EXERCISE DETAILS
Retype the entries word for word, leaving nothing out.

RECORDS PROVIDED
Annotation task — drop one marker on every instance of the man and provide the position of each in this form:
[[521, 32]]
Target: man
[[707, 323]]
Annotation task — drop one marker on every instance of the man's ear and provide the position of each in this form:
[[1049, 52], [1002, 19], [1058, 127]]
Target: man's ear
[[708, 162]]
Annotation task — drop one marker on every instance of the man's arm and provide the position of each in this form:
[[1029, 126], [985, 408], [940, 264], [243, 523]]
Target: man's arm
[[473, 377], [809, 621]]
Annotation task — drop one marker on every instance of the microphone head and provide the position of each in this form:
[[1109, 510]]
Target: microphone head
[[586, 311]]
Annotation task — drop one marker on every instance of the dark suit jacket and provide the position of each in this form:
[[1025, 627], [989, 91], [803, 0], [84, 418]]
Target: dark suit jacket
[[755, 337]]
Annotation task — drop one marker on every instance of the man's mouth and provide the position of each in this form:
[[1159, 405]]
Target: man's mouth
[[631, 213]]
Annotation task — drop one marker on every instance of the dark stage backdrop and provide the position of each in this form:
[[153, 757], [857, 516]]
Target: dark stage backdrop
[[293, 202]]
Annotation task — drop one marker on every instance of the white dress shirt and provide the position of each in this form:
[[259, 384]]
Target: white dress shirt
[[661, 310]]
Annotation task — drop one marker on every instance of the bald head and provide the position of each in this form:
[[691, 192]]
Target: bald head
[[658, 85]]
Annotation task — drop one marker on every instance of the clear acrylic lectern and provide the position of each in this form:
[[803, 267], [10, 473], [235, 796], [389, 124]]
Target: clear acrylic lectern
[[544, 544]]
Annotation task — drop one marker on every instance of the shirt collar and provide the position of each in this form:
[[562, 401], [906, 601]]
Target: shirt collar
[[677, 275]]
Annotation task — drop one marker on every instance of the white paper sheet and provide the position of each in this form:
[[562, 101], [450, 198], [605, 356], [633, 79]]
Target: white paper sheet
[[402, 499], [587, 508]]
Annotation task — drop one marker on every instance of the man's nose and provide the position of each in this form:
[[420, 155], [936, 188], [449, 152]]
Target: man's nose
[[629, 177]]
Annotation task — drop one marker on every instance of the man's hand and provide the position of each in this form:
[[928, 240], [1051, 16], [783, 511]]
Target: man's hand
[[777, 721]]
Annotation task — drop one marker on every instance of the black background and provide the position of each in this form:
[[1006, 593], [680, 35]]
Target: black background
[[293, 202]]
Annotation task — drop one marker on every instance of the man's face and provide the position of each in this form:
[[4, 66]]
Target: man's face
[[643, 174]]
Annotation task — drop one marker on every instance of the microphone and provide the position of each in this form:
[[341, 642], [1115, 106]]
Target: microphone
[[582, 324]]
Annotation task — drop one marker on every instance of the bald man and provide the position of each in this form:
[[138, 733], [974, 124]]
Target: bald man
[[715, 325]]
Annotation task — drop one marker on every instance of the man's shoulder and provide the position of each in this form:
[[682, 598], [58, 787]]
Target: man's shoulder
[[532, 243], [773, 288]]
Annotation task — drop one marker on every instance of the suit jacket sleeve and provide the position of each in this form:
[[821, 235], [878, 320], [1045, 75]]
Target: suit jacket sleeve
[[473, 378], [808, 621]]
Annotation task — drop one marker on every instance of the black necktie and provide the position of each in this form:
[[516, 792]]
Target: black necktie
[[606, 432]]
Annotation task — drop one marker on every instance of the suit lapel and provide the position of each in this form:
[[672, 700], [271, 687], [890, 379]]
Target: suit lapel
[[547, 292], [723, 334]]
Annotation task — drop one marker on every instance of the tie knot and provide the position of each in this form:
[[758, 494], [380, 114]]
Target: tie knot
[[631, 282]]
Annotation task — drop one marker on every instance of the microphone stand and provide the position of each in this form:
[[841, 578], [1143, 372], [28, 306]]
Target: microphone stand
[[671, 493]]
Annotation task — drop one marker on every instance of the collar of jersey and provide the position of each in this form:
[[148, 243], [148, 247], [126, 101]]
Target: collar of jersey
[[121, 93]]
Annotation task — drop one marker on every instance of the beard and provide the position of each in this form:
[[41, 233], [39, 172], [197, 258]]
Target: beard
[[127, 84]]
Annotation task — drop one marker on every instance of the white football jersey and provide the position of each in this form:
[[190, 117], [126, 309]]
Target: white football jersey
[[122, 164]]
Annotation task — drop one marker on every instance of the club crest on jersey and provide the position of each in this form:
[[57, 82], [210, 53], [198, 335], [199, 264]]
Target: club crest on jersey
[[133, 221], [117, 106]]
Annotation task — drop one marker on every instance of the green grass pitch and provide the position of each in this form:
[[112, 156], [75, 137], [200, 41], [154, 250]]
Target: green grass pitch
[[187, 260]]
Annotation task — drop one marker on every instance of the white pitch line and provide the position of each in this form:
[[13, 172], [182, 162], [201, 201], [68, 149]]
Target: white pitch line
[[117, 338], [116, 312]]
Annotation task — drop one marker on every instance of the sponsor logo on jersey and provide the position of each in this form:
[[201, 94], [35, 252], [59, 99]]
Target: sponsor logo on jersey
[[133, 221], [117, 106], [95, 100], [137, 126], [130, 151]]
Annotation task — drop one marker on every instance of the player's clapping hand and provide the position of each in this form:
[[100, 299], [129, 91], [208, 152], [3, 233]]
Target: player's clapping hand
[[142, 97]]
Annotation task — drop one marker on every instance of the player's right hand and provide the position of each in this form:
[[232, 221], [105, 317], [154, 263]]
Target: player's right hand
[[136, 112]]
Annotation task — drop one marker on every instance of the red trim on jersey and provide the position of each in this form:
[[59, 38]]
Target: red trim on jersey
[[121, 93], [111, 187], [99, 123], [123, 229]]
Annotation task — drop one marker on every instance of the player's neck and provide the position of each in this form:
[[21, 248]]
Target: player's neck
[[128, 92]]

RESPONSE BOX
Annotation task — drop one marker on every instance of the man and provide the position of each in this form:
[[521, 32]]
Target: man
[[707, 323]]
Annotation task — drop one marker on every instance of the man's ear and provide the position of each in this form:
[[1049, 52], [1002, 19], [1058, 127]]
Target: man's ear
[[708, 162]]
Annotation task — drop one marker on every instance of the man's arm and provide the position of each in this form:
[[1029, 126], [985, 408], [940, 264], [243, 523]]
Target: man's arm
[[473, 377], [809, 621]]
Annotation task — drop one marker on every instance of the microphone head and provide the position of each in this form:
[[1109, 510]]
Target: microphone head
[[586, 311]]
Annotation task — drop one marker on every instance of the dark suit jacket and provide the position of each in this form:
[[1025, 627], [989, 91], [803, 0], [84, 418]]
Target: dark suit jacket
[[755, 337]]
Annotation task — drop one marker on every instance of the man's mouth and provide the position of each in this form:
[[1159, 405]]
Target: man's mouth
[[631, 213]]
Annotation task — drop one marker on every instance of the dark stage backdrop and provide the position of each in this form:
[[153, 757], [857, 516]]
Target: dark stage backdrop
[[293, 202]]
Annotation task — drop one marker on every instance of the white dress shirt and provide the position of each in this form:
[[259, 384]]
Target: white dress shirt
[[661, 310]]
Annotation task — drop one marker on every instance of the bald head and provide the position of each in this form:
[[691, 192]]
Target: bald head
[[658, 85]]
Annotation task — drop one marker on every instance of the clear acrylic lectern and provide the position of each in this form:
[[803, 267], [10, 473], [235, 796], [389, 124]]
Target: clear acrylic lectern
[[544, 544]]
Annotation task — drop one marker on every instance of the shirt collar and provide the position of each in this form:
[[562, 401], [906, 601]]
Target: shirt collar
[[677, 275]]
Annotation task — drop one marker on every instance of the white paper sheet and provide the position of each in this form:
[[562, 101], [450, 198], [605, 356], [633, 79]]
Target: white paper sheet
[[402, 499], [587, 508]]
Annotation task — drop one marker on every instance of the man's nose and provide the position of each in this form:
[[420, 155], [936, 188], [449, 152]]
Target: man's nose
[[629, 177]]
Annotation task — drop one marker on every instance of the man's hand and provide the position of each in this form:
[[928, 240], [1051, 16], [783, 511]]
Target: man's hand
[[777, 721]]
Annotation task — drop one marker on every instance of the black background and provide the position of each in this form:
[[1006, 593], [680, 35]]
Target: black background
[[293, 202]]
Annotation task — drop one marker on every instance of the man's face and provide the position of each in this form:
[[4, 66]]
Target: man's face
[[643, 174]]
Annotation task — drop one marker on every instance of the microphone and provide the position of each in this form:
[[341, 642], [1115, 106]]
Target: microphone
[[582, 324]]
Annotation task — drop one marker on every instance of the bald man and provide the position of each in this form:
[[138, 733], [974, 124]]
Target: bald man
[[715, 325]]
Annotation task — drop one marker on every instance of the man's shoulder and provide the position of each in this form:
[[682, 598], [58, 787]]
Target: man's shoulder
[[532, 243], [773, 288]]
Annotation task — drop one marker on every instance of the suit jacket sleeve and provide the position of each in this form:
[[821, 235], [878, 320], [1045, 75]]
Target: suit jacket sleeve
[[473, 378], [808, 621]]
Annotation task — drop one marker on every instance of the black necktie and provide the position of each in this form:
[[516, 792]]
Target: black necktie
[[606, 432]]
Annotation task — drop one marker on every instance of the suit lapel and provide the position of each in this form:
[[672, 700], [271, 687], [890, 379]]
Target: suit lapel
[[547, 292], [723, 334]]
Annotation task — drop one marker on every instance of the tie knot and provide the position of each in this form:
[[758, 494], [380, 114]]
Target: tie knot
[[631, 282]]
Annotation task — drop one marker on every instance of the microphone stand and provide the position of each in this form:
[[841, 578], [1143, 372], [28, 306]]
Target: microphone stand
[[671, 493]]
Annotation task — drop one marker on every instance of the collar of jersey and provide the position of each in this form:
[[148, 243], [148, 247], [126, 101]]
Target: collar of jersey
[[121, 93]]
Annotation task — drop one marker on every instance of the beard and provide the position of each in this form:
[[41, 233], [39, 172], [197, 258]]
Target: beard
[[127, 84]]
Annotation task — drop one marker on every instance of the white football jersey and provide the position of each in this form:
[[190, 117], [126, 309]]
Target: white football jersey
[[122, 164]]
Annotation task — drop one marker on every instance of the club crest on jersey and provide the position of each in this form:
[[57, 82], [210, 53], [198, 335], [199, 264]]
Target: club crest on jersey
[[133, 221], [117, 106]]
Annotation task — drop one marker on every instance of the green grass pitch and provide the position of each in this form:
[[112, 156], [75, 137], [200, 41], [154, 250]]
Target: green grass pitch
[[187, 260]]
Annotation task — drop one marker on every instance of the white pitch line and provide the position of each in this form:
[[13, 172], [182, 162], [201, 201], [68, 149]]
Target: white pitch line
[[117, 338], [116, 312]]
Annotation task — drop one marker on every instance of the sponsor logo on jersey and provide the position of each in this form:
[[201, 94], [35, 252], [59, 99]]
Target: sponsor logo on jersey
[[133, 221], [117, 106], [95, 100], [137, 126], [130, 151]]
Annotation task — drop one marker on every instance of the player's clapping hand and provide the position of each in this form:
[[100, 299], [129, 91], [208, 152], [3, 233]]
Target: player's clapping hand
[[142, 97]]
Annotation task — drop one marker on every instance of the player's right hand and provide the position of each in this form:
[[232, 221], [105, 317], [154, 263]]
Target: player's right hand
[[136, 112]]
Annotation task — drop one marker on every instance of the red trim on jersey and provide the position of each in this form:
[[59, 38]]
Target: red trim on jersey
[[121, 93], [111, 187], [99, 123], [123, 229]]
Annotation task — drop one marker on every instance of the player's neck and provide the position of each in this form:
[[21, 248]]
Target: player's neck
[[128, 92]]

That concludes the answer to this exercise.